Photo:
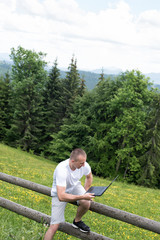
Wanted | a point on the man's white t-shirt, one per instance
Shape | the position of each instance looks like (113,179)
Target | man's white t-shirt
(65,177)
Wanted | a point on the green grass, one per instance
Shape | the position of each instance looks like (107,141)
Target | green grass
(138,200)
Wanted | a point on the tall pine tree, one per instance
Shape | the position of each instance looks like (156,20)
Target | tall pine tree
(5,109)
(28,77)
(53,105)
(71,86)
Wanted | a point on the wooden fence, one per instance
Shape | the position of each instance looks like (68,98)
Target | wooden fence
(102,209)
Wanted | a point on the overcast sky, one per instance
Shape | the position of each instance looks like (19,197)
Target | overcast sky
(122,34)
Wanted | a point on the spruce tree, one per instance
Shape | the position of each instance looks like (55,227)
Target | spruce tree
(53,104)
(150,160)
(82,87)
(5,109)
(71,87)
(28,77)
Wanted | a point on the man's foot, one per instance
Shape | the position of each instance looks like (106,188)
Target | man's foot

--- Exercise prompt ---
An exact repeat of all the data is required, pictures excluded.

--- Output below ---
Photo:
Wanted | a point on the man's white t-shirt, one per instance
Shape | the position of each instance looks like (113,179)
Target | man's white t-shirt
(65,177)
Wanted | a point on the green grass, one per instance
Shape | the position of each instance looks like (107,141)
Target | green grass
(138,200)
Wanted | a point on the tall pine tree, one per instance
Shape | the position of each instance looks like (156,20)
Target | tall pine tree
(5,109)
(28,77)
(53,105)
(71,86)
Wanted | a point on the wooden fence, one per instance
Shape | the position of each instance looks like (68,98)
Target | wooden fence
(102,209)
Wanted | a point on the overcast sky, one per instance
Shape | the position of each instance looks like (19,197)
Target | overcast sky
(122,34)
Wanted | a point on the spruce tree, one per instance
Shape | the position of each instance looks like (55,227)
Target | spruce tree
(53,104)
(150,160)
(82,87)
(5,109)
(71,87)
(28,77)
Wanted | a point on the man's foot, one per instance
Shape | the position of each instance looks like (106,188)
Target | man's foot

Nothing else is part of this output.